### TEXT SECTION
● ● ● ● ●

DAWSEY: I have no idea if the president has thought about that or not. That was on the evening it was reported in "The New York Times" that Rod Rosenstein offered to wear a wire and to meet with the president. He was summoned to the White House by Chief of Staff John Kelly at the time to talk about the article, and he grew very emotional. And for about ten minutes, he begged for his job and said, I'm happy to go, I'm happy to resign but I don't want to be fired via tweet, I don't want my reputation tarnished, please let me leave with some dignity if I'm leaving.

But at the end of the day, the president didn't fire him.

COOPER: It's so fascinating though because, you know, when you read the Mueller report, President Trump tried to get Rod Rosenstein to hold a press conference and claimed that he, Rod Rosenstein, was the one responsible, who came up with the idea of firing Comey and pushed for it. And the White House press office also tried to get the Department of Justice to issue a statement to that effect. And Rosenstein said, look, the press conference isn't a good idea because if they ask me I'm going to tell the truth. What's your response then to the article for Rosenstein?

DAWSEY: We had a bunch of conversations with the Justice Department before this story printed with my colleague Matt Zapotosky who covers the department well.

Rosenstein in some ways, Anderson, is one of the most mystifying figure in all of this. He was, you know, at the beginning witnesses to some of those episodes. He was obviously so concerned about the president's behavior that he was willing to or say that he was willing to wear a wire. He pushed back in that episode you talked about and said that would be a false story even when the White House tried to pin it on him.

● ● ● ● ●

### DATA SECTION
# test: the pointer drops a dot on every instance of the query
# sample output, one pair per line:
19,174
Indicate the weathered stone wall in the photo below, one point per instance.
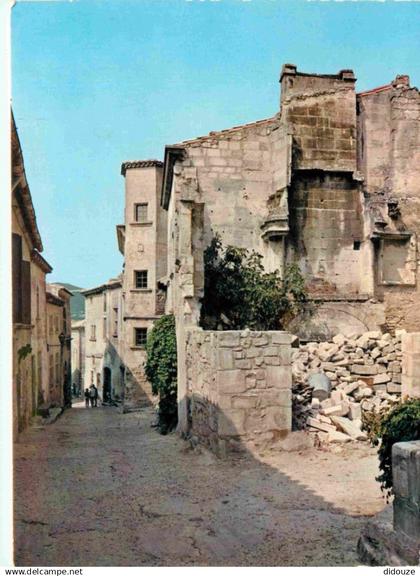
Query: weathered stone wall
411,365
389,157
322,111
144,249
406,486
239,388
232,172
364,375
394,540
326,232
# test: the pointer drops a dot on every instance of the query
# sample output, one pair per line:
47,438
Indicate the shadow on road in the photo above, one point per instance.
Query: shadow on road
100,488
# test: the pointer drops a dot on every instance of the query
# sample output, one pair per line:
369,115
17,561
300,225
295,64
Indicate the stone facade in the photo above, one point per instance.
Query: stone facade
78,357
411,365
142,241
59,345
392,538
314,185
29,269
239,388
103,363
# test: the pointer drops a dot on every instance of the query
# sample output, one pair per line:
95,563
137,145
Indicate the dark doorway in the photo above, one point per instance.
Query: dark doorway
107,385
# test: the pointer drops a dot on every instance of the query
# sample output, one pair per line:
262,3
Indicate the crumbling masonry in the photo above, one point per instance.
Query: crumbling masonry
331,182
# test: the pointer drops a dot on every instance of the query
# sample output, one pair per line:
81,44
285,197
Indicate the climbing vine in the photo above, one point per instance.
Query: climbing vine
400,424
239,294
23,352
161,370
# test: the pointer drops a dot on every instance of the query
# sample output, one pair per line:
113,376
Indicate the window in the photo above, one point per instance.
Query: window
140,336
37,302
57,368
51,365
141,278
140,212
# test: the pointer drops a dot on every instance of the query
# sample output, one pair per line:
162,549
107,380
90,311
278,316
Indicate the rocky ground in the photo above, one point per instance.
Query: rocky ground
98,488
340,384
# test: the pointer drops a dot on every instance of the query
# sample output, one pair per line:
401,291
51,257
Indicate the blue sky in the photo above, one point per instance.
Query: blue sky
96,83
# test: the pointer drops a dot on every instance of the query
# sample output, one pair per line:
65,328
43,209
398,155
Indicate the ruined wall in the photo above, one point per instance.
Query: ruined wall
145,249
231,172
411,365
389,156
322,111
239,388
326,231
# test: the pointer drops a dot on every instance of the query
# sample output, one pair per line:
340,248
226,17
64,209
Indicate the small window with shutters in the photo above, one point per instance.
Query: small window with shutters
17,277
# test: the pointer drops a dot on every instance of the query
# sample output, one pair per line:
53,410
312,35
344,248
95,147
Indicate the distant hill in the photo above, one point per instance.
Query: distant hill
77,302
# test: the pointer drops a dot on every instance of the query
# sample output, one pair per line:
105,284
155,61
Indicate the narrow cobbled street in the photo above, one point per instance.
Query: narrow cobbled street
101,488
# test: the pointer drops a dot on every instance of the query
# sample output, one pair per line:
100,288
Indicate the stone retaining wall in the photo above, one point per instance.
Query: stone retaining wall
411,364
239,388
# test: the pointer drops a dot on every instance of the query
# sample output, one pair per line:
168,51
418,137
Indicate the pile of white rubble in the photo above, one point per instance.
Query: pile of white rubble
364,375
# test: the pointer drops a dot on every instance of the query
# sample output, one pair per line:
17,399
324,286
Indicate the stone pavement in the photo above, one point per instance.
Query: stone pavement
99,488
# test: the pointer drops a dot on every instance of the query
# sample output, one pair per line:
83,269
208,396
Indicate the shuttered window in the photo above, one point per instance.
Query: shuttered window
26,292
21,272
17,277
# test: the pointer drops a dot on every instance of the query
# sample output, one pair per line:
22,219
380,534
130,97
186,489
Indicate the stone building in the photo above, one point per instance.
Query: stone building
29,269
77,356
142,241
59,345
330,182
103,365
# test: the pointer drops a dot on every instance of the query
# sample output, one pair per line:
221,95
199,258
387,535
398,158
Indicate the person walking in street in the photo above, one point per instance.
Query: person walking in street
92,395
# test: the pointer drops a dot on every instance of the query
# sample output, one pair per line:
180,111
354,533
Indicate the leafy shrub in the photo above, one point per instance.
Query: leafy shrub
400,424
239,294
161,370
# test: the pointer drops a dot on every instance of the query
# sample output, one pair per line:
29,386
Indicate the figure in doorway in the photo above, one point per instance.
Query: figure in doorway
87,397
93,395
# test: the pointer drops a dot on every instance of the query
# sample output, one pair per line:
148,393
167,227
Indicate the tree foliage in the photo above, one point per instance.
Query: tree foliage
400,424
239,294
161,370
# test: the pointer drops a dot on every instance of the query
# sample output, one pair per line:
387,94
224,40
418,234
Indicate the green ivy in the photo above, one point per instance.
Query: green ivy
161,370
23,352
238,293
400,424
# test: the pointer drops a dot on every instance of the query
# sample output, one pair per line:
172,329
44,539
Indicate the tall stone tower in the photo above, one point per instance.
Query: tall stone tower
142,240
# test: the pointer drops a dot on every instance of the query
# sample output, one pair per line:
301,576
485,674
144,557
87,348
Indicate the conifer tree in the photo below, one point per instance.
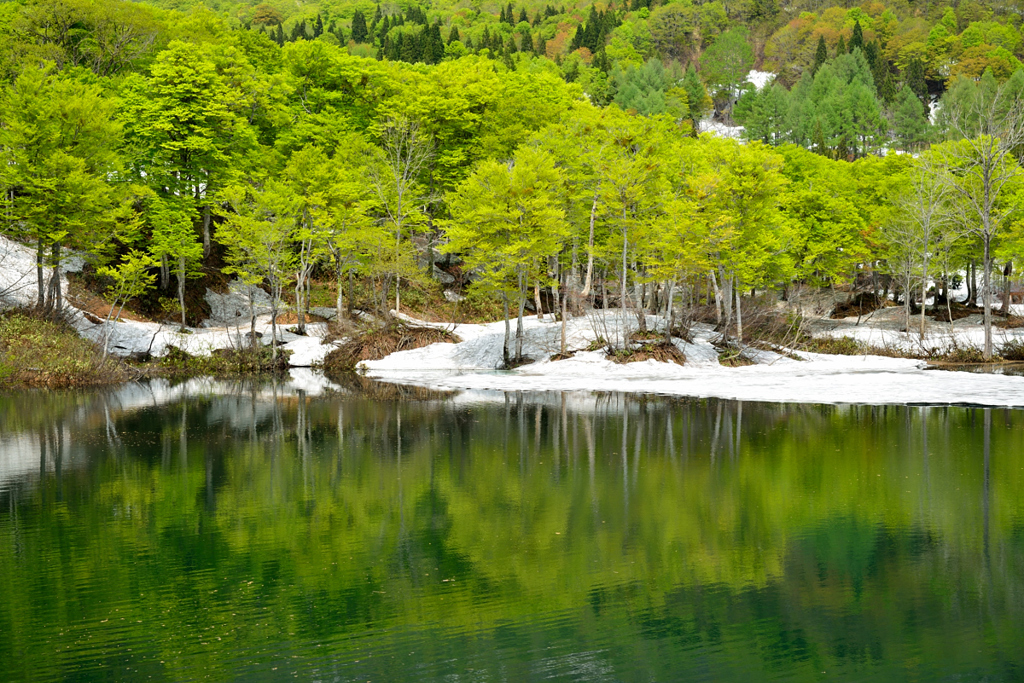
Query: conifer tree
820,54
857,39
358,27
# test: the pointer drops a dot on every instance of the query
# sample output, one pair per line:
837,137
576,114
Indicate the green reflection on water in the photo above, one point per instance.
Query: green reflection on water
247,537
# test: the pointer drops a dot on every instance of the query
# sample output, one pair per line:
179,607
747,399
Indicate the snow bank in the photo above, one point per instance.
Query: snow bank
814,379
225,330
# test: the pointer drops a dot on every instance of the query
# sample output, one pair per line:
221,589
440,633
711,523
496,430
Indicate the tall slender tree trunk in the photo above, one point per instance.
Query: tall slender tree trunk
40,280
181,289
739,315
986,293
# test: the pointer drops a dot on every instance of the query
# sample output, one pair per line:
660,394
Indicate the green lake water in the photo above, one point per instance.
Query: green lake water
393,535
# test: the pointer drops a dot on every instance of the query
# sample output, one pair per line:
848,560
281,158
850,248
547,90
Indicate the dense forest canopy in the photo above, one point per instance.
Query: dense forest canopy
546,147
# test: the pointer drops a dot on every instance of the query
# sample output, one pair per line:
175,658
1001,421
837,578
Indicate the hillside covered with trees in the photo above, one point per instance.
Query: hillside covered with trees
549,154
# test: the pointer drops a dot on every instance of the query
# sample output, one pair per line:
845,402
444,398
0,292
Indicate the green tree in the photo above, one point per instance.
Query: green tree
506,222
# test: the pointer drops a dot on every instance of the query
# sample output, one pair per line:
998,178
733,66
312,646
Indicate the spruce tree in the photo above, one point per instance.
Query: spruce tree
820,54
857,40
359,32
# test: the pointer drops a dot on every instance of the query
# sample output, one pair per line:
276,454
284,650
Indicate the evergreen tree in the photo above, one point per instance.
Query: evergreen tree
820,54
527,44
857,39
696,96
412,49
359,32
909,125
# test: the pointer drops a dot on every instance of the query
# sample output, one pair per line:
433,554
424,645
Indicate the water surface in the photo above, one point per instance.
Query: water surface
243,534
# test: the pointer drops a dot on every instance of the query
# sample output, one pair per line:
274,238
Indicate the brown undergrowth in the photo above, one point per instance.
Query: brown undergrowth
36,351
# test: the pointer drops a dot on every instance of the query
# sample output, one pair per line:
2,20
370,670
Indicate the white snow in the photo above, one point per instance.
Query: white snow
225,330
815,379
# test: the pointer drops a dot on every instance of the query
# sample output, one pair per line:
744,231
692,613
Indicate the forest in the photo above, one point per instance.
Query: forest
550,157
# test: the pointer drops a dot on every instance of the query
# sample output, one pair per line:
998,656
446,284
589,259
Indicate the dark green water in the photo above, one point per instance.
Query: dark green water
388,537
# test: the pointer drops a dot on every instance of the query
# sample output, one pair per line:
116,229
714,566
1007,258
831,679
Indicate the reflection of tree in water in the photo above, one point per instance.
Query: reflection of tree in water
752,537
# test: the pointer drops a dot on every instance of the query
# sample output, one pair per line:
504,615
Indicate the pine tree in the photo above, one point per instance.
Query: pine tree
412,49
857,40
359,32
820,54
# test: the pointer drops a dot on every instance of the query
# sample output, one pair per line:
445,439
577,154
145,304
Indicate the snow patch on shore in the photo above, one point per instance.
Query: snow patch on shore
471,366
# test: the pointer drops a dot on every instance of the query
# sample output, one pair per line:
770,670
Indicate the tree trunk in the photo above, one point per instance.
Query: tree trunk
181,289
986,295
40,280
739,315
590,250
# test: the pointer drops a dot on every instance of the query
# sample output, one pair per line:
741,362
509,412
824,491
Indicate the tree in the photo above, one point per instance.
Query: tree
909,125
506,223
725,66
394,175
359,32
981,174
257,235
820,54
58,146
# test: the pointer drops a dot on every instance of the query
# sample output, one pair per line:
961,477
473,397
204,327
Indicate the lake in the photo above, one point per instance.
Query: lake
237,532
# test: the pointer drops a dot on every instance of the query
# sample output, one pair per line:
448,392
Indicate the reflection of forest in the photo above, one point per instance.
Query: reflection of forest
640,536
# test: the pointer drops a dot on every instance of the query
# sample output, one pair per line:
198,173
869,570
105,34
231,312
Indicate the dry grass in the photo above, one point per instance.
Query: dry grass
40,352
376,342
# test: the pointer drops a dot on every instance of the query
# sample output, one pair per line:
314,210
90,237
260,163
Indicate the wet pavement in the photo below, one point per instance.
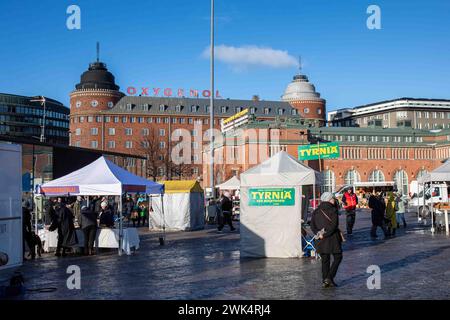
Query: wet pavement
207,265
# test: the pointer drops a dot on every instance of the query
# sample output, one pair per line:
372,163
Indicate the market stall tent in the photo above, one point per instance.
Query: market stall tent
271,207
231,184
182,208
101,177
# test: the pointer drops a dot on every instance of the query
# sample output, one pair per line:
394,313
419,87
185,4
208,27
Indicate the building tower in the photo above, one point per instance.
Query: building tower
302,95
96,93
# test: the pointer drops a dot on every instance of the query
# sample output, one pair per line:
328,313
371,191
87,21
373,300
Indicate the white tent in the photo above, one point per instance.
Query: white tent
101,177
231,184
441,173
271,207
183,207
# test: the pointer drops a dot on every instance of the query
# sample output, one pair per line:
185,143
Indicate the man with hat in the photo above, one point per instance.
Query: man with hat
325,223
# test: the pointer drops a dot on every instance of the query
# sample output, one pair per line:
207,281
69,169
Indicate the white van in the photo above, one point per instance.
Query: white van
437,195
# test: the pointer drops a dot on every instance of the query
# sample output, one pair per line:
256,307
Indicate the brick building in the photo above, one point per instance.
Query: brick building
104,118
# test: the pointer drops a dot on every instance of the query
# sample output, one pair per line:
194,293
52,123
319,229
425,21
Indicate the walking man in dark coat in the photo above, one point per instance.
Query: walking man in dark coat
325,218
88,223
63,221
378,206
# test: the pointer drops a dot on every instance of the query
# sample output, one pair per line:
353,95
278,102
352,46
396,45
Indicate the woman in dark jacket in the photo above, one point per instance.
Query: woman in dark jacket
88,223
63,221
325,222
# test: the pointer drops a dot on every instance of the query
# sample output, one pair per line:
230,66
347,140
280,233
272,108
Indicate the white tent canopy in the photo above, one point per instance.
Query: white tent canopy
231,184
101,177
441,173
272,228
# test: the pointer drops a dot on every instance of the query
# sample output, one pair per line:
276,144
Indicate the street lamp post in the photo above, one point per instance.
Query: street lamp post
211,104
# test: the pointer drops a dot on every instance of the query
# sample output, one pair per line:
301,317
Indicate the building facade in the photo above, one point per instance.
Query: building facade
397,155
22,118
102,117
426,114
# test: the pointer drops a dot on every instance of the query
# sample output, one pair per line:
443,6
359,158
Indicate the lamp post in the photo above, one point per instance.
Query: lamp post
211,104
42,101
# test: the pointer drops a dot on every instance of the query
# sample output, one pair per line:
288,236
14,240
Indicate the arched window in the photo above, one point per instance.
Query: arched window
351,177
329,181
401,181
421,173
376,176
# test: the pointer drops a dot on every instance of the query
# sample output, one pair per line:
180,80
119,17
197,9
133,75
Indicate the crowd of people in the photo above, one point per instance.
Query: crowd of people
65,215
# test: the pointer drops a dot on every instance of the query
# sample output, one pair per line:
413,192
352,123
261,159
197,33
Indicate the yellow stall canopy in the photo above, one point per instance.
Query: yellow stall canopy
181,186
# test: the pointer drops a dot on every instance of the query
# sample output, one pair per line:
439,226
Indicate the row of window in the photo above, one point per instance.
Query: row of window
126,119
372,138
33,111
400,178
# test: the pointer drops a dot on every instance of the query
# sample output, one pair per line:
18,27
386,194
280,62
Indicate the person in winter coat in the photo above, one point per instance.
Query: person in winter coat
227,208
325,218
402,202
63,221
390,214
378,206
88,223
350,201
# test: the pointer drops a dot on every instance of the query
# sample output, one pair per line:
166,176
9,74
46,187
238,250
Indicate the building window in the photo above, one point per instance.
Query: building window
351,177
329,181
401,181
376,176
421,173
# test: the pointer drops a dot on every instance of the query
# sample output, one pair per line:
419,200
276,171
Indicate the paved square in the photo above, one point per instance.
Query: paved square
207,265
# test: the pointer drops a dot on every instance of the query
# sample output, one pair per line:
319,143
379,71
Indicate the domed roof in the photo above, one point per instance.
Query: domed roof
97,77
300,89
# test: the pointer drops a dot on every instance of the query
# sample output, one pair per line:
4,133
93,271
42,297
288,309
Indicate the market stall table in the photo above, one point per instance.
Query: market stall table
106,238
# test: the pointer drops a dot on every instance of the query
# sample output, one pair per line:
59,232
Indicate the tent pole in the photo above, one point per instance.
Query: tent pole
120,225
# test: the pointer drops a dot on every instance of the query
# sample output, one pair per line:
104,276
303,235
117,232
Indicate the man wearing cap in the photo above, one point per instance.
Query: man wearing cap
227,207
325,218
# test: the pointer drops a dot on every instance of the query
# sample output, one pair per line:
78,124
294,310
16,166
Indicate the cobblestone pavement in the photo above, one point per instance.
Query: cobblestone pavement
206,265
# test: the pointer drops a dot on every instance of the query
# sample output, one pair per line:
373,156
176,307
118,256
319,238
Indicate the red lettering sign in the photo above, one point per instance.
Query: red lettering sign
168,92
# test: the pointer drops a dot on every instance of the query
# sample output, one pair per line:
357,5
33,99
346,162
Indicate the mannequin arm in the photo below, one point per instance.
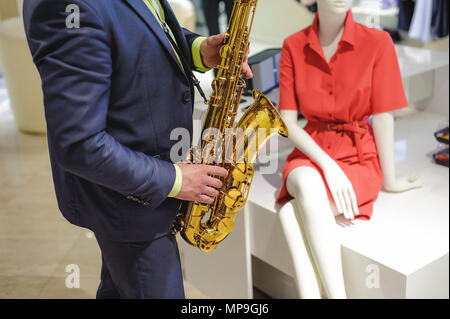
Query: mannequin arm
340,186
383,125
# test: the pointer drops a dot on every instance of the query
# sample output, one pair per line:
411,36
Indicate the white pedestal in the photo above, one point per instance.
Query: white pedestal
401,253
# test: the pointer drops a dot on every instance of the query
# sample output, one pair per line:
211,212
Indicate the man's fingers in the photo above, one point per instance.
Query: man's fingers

● ● ● ● ●

### SET TASKS
1. Reproduce the full transcript excerpt about Rod Rosenstein word for word.
2. Gather every line of the records that contains the word "coat".

### RESPONSES PER TASK
1.
DAWSEY: I have no idea if the president has thought about that or not. That was on the evening it was reported in "The New York Times" that Rod Rosenstein offered to wear a wire and to meet with the president. He was summoned to the White House by Chief of Staff John Kelly at the time to talk about the article, and he grew very emotional. And for about ten minutes, he begged for his job and said, I'm happy to go, I'm happy to resign but I don't want to be fired via tweet, I don't want my reputation tarnished, please let me leave with some dignity if I'm leaving.

But at the end of the day, the president didn't fire him.

COOPER: It's so fascinating though because, you know, when you read the Mueller report, President Trump tried to get Rod Rosenstein to hold a press conference and claimed that he, Rod Rosenstein, was the one responsible, who came up with the idea of firing Comey and pushed for it. And the White House press office also tried to get the Department of Justice to issue a statement to that effect. And Rosenstein said, look, the press conference isn't a good idea because if they ask me I'm going to tell the truth. What's your response then to the article for Rosenstein?

DAWSEY: We had a bunch of conversations with the Justice Department before this story printed with my colleague Matt Zapotosky who covers the department well.

Rosenstein in some ways, Anderson, is one of the most mystifying figure in all of this. He was, you know, at the beginning witnesses to some of those episodes. He was obviously so concerned about the president's behavior that he was willing to or say that he was willing to wear a wire. He pushed back in that episode you talked about and said that would be a false story even when the White House tried to pin it on him.

2.
Indicate the walking man in dark coat in the photo above, one point per instance.
Query: walking man in dark coat
Indicate the person in winter coat in the photo above, one point per instance.
Query: person in winter coat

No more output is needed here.